• _Task to complete_: Reproduce the records below verbatim, from the line that contains "# locate green" through the end of the records, including both ends.

Dataset excerpt
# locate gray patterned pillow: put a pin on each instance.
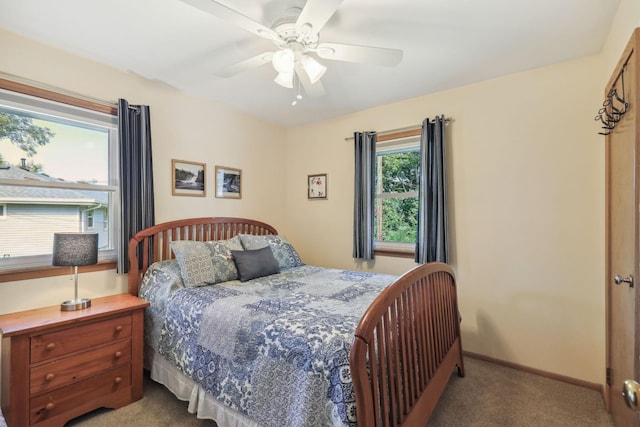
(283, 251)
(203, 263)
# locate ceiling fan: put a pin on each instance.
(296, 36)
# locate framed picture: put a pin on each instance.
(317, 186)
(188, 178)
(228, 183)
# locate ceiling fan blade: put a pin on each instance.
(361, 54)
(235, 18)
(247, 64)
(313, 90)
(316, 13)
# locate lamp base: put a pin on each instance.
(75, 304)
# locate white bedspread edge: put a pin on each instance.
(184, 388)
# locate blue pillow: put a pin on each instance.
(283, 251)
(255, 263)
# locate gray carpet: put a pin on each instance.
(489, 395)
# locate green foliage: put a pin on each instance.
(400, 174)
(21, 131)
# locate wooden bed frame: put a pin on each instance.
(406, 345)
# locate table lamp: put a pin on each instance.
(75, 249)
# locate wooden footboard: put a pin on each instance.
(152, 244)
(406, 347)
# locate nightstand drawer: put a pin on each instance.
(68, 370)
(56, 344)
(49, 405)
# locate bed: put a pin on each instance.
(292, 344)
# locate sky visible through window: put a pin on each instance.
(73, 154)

• _Written solution_:
# locate green foliage: put a pin on each instance.
(400, 174)
(21, 131)
# locate wooden bed frame: put a pin on each instance.
(406, 345)
# locate table lamp: put a pin on each instance.
(75, 249)
# locate wooden footboard: put a pin on each instance.
(152, 244)
(406, 347)
# locate nightstand drawer: put a pin on each instance.
(68, 370)
(56, 344)
(49, 405)
# locate bed: put a pin on each instance.
(292, 344)
# locate sky visible through window: put a pin on each instance.
(73, 154)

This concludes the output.